> _Belge Alıntısı_:
--*--

Cenevre'de iki gün boyunca gazetecilerin güvenliğini tartışan örgütler, gazetecilere karşı saldırıların cezasız bırakılmaması ve gazeteci cinayetlerinin sistematik şekilde araştırılabilmesi dahil, bir dizi acil önlemi içeren bir deklarasyonu benimsediler.
21 Eylül'de açıklanan deklarasyona, Uluslararası Gazeteciler Federasyonu (FIJ), Uluslararası Haber Güvenliği Enstitüsü (International News Safety Institute), Basın Amblem Kampanyası (Press Emblem Campaign), Sınır Tanımayan Gazeteciler (RSF), Impressum (İsviçreli gazeteciler), Association of Exiled Swiss Journalists (AJES), Birleşik Arap Emirlikleri Gazeteci Sendikası, Uluslar arası Af Örgütü, Birleşik Arap Emirlikleri Kızılayı, Cenevre BM Muhabirleri Derneği (ACANU), PEN İsviçre Kulübü, Uluslar arası İnsan Hakları Federasyonu destek verdi.
White : Gazeteci BM Kararlarında unutuluyor
Toplantı dolayısıyla bir açıklama yapan FIJ Genel Sekreteri Aidan White, "Şimdi harekete geçilmesi gerekir ki, hükümetler uluslar arası yasalar karşısında yükümlülüklerini yerine getirsin. Gazeteci öldürenlerin yargılandığını görmek istiyoruz" dedi.

--*--

> _Görev Verileri_:

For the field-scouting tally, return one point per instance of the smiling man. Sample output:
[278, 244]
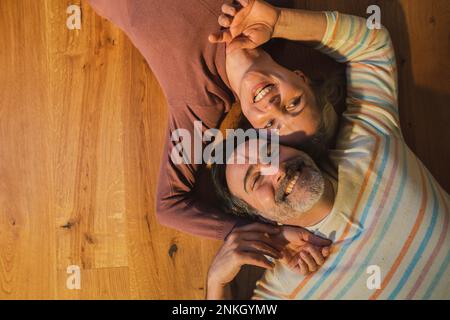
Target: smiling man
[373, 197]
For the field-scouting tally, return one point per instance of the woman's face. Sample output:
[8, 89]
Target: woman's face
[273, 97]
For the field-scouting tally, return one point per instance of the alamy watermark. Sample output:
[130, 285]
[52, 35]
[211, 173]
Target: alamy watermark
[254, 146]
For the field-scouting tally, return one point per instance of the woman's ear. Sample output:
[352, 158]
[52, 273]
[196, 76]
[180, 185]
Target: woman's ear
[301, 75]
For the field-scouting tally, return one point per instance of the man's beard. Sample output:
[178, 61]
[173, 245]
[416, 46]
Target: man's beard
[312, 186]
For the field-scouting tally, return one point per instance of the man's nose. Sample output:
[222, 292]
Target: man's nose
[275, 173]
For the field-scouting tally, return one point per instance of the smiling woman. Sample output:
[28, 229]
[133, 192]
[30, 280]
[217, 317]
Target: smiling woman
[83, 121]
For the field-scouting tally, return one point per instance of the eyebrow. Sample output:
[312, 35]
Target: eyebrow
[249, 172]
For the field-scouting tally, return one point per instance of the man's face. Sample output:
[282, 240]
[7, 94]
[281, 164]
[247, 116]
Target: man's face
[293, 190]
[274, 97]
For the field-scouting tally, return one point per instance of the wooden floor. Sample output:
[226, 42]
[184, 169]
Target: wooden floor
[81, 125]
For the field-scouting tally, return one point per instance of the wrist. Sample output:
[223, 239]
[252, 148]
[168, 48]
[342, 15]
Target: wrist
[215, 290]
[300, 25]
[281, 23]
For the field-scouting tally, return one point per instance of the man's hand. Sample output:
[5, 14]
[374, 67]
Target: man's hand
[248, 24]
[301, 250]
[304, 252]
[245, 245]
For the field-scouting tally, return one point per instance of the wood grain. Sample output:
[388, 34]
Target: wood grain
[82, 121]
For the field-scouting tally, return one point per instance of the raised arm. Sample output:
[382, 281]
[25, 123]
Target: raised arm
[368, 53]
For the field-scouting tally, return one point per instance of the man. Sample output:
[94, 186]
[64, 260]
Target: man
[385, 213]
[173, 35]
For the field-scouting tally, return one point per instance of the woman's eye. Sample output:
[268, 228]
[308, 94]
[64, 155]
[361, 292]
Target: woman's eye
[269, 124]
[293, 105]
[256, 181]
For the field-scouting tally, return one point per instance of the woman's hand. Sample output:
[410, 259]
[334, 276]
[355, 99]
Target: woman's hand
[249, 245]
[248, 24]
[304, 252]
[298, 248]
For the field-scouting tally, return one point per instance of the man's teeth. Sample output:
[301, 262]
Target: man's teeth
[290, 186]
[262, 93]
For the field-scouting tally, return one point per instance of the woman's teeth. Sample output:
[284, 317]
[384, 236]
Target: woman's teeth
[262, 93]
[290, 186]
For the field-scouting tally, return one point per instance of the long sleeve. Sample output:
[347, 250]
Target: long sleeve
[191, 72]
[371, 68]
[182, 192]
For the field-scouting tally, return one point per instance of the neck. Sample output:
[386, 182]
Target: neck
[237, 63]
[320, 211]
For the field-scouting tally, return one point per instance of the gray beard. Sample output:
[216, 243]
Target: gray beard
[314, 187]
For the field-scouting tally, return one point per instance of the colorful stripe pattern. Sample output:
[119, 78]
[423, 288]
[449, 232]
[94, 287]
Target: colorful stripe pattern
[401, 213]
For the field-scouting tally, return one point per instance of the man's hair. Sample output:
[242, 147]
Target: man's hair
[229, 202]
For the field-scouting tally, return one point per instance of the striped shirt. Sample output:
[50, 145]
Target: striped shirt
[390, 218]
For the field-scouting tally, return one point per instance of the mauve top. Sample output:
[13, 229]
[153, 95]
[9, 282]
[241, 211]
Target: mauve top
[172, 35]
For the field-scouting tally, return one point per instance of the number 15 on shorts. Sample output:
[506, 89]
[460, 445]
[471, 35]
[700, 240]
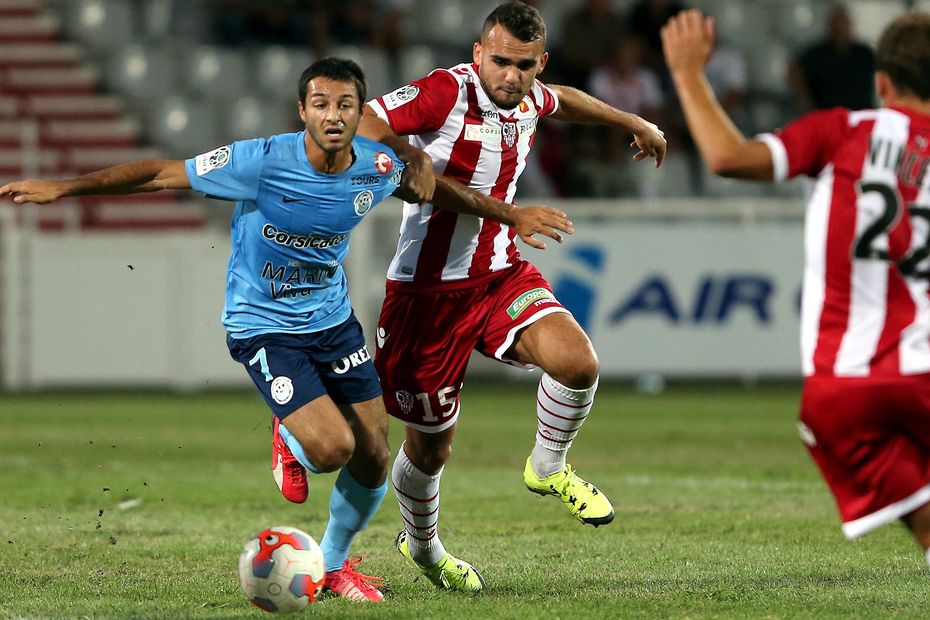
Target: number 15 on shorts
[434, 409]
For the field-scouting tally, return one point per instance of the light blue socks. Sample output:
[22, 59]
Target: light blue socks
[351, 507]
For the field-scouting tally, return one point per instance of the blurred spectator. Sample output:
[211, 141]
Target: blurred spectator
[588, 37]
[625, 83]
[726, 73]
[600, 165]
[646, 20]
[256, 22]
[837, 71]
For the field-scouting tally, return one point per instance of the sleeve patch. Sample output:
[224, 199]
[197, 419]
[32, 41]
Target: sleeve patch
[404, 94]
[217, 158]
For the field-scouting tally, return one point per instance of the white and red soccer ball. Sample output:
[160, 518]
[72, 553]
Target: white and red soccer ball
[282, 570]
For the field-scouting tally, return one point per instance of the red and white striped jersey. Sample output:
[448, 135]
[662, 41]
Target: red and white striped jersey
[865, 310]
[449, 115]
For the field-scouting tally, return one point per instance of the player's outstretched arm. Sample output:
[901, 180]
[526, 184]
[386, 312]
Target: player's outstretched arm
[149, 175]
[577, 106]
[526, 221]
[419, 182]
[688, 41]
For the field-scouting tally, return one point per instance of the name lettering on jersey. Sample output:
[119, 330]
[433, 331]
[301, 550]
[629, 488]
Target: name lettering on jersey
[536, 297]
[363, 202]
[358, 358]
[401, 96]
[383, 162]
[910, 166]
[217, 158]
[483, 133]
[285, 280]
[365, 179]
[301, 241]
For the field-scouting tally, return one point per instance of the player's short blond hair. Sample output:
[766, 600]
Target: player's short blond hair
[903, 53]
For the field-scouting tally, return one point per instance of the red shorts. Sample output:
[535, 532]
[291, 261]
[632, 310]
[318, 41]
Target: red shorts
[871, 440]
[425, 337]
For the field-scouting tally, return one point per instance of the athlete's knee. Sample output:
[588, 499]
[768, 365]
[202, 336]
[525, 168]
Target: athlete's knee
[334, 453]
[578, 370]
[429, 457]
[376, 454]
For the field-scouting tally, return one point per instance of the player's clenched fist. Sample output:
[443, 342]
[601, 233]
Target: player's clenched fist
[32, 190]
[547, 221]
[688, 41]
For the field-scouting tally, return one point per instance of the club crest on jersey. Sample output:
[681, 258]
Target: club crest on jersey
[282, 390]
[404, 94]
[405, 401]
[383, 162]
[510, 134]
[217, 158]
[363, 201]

--*--

> _Problemler_:
- 1) Şu ifadelerin belge alıntısıyla uyuşup uyuşmadığını belirtin; her birine evet ya da hayır diye yanıt verin ve karar veren sözcükleri alıntıdan aynen aktarın: (a) Deklarasyon 21 Eylül'de açıklandı. (b) Örgütler Cenevre'de üç gün boyunca gazetecilerin güvenliğini tartıştı. (c) Aidan White, FIJ'nin Genel Sekreteridir.
- 2) Kayıtlarda "wooden" dizesini içeren her satırı çıkarın; büyük ve küçük harf ayrımı dikkate alınmalıdır.

> _Her Görevin Çözümü_:
- 1)
(a) Evet: "21 Eylül'de açıklanan deklarasyona"
(b) Hayır: "Cenevre'de iki gün boyunca gazetecilerin güvenliğini tartışan örgütler"
(c) Evet: "FIJ Genel Sekreteri Aidan White"

- 2)
For the field-scouting tally, return one point per instance of the wooden floor. Sample output:
Target: wooden floor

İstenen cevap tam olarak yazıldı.